GitHub - gmarcais/biblint: BibLint -- a system for fixing bibtex databases

Building from Source

Install Go from http://golang.org
clone this repo into $GOHOME/src/github.com/Kingsford-Group
cd biblint/biblint
go build

You can do step two via go get github.com/Kingsford-Group/biblint/biblint (need to list path to the biblint command, which is why biblint appears twice at the end)

Currently, biblint has no external dependencies beyond Go and its standard library.

biblint clean

BibLint's clean command tries to format the bib file in a consistent way. It tries to correct common mistakes, and removes information that is not part of the "citation".

Note that clean does NOT guarantee no data loss. In fact, the typical situation is that data will be lost (e.g. abstracts and many other fields are removed from the database).

Usage:

biblint clean in.bib > out.bib

Specifically, clean does the following:

@preamble entries are moved to the top of the file (in the order they appear in the file)
@string entries immediately follow any preamble entries. They are listed alphabetically sorted by the symbol they define
Entries follow, sorted in reverse chronological order (i.e. by year, by default). Use -sort option to change the field that will be sorted on, and the -reverse option to reverse the order (e.g. -sort journal -reverse false) will sort alphabetically by journal string. Note that the default sorted order is reverse=true, so if you want alphabetical, you must turn off reverse.

- [Provided material]:
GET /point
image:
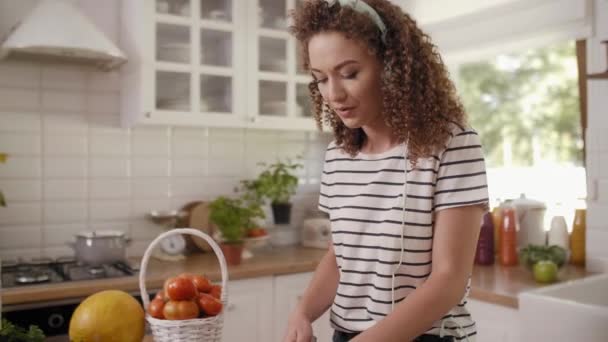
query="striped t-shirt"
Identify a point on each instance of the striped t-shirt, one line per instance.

- [Problem description]:
According to the BibLint page, why does biblint appear twice at the end of the go get path, and what is that command an alternative to? Answer in one to three sentences.

- [Task result]:
The path has to list the location of the biblint command itself, which is why biblint appears twice at its end. Running go get github.com/Kingsford-Group/biblint/biblint is a way to do step two, cloning the repo into $GOHOME/src/github.com/Kingsford-Group.